Named-object pointing items
>>>

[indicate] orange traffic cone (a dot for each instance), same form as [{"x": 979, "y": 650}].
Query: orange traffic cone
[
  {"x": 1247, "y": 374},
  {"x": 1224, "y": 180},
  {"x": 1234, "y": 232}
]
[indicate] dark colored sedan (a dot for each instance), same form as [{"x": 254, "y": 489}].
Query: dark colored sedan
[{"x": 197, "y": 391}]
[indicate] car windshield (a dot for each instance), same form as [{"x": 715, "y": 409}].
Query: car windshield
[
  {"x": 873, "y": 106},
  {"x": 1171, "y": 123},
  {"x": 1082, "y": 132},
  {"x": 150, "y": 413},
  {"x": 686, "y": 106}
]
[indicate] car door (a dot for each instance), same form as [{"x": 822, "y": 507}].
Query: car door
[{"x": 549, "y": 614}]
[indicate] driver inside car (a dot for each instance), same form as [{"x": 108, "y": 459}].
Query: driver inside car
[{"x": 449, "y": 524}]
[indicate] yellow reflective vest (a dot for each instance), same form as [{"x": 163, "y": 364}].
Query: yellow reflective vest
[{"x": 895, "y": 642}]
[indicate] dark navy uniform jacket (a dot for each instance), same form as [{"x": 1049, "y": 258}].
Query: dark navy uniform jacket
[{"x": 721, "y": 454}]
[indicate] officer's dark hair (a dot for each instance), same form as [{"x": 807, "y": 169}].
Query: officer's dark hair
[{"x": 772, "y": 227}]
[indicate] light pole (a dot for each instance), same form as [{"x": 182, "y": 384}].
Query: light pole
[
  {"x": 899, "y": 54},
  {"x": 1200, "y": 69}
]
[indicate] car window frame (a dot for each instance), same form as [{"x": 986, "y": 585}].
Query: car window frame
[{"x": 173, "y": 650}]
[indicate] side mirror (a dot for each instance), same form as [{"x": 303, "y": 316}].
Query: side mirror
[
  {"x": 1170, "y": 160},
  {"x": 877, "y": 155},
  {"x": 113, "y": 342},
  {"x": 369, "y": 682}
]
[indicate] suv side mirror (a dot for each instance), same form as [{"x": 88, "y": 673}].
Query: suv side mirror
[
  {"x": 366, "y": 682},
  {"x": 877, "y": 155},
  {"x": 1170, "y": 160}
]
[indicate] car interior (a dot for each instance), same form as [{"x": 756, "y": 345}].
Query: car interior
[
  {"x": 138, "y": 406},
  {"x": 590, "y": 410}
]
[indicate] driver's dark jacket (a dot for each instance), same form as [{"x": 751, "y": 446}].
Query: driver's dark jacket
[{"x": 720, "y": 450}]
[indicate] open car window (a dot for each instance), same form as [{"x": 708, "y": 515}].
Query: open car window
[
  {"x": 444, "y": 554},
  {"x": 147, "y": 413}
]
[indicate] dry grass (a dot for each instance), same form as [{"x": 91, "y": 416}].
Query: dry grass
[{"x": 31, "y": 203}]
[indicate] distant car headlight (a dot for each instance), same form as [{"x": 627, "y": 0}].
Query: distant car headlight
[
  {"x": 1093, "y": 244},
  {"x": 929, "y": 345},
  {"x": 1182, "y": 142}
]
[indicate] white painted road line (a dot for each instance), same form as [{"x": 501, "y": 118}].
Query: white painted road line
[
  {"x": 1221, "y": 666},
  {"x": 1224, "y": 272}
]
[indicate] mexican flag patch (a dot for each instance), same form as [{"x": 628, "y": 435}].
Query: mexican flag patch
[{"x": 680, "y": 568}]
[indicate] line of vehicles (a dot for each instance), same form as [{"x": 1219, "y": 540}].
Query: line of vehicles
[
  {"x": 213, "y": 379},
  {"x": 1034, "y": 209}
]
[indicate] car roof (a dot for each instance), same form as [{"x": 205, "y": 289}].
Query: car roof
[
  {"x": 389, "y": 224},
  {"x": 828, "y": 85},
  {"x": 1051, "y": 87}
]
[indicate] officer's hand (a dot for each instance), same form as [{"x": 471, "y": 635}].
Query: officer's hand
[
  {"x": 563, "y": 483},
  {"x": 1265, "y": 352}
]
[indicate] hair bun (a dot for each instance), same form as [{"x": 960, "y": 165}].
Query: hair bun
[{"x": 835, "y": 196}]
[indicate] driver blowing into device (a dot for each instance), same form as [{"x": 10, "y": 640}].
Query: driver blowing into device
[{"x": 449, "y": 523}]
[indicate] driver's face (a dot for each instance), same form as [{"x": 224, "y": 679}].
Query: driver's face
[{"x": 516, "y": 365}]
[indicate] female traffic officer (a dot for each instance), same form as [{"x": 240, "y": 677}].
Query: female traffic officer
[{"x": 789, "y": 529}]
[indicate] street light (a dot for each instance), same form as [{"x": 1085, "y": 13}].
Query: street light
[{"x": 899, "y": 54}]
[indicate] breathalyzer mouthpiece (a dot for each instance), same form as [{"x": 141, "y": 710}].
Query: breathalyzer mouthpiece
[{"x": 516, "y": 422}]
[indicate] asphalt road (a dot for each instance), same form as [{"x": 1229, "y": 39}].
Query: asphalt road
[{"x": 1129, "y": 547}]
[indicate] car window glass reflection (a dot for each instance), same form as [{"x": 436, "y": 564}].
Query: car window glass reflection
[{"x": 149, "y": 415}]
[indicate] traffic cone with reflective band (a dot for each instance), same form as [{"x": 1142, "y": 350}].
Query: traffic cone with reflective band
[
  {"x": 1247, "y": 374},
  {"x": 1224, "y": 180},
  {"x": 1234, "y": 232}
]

<<<

## Given task
Please copy the items above without any changes, starting at the line with "[indicate] traffic cone" and continuing through the last line of the items.

## Right answer
[indicate] traffic cone with reflective band (a dot for each instance), same form as [{"x": 1142, "y": 350}].
Query: traffic cone with reflective band
[
  {"x": 1247, "y": 374},
  {"x": 1224, "y": 180},
  {"x": 1234, "y": 232}
]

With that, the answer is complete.